[Records]
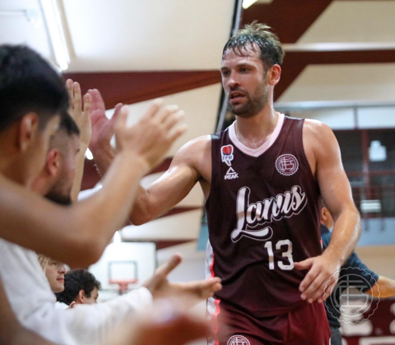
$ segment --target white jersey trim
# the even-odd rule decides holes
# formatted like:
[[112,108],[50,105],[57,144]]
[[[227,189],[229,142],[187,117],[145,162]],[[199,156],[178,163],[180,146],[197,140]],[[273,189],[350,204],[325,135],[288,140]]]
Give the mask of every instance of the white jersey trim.
[[273,145],[281,130],[282,124],[284,123],[285,116],[284,114],[280,114],[279,113],[277,113],[278,114],[278,119],[277,120],[277,124],[275,127],[274,130],[273,131],[273,133],[271,134],[269,139],[257,149],[251,149],[250,147],[247,147],[239,140],[236,135],[236,130],[235,129],[235,121],[229,126],[229,138],[233,143],[242,152],[245,153],[246,155],[248,155],[249,156],[252,156],[253,157],[258,157]]

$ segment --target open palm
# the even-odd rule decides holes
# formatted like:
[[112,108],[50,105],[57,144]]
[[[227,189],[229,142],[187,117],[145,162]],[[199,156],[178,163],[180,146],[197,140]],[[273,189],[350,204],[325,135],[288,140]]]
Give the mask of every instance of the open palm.
[[89,148],[94,149],[103,145],[108,146],[114,135],[114,127],[117,117],[119,113],[122,103],[118,103],[115,107],[111,119],[105,116],[105,106],[103,98],[97,89],[88,90],[88,93],[92,98],[90,110],[90,121],[92,125],[92,135]]

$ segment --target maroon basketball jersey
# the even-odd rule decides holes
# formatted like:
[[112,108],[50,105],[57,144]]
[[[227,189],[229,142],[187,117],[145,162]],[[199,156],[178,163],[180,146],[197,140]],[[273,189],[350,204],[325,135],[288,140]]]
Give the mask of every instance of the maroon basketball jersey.
[[320,190],[303,149],[303,121],[279,114],[270,138],[256,149],[237,139],[234,124],[211,136],[205,207],[213,255],[207,268],[222,279],[218,302],[257,317],[302,303],[298,288],[306,272],[293,262],[322,253]]

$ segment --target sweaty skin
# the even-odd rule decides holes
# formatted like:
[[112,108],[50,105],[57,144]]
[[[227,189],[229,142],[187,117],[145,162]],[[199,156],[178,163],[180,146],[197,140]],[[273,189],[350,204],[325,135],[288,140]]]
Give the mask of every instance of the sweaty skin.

» What this task involves: Emit verbatim the lines running from the one with "--target sweaty skin" through the last line of the data, both endpoints inclusive.

» Written solution:
$ segment --target sweaty skin
# the even-odd rule decides holes
# formatted like:
[[112,108],[50,105],[57,144]]
[[[227,189],[229,142],[187,117],[145,162]],[[199,156],[178,163],[180,146],[197,140]],[[273,189],[350,204],[325,135],[288,140]]]
Give the mask of every instance of the sweaty skin.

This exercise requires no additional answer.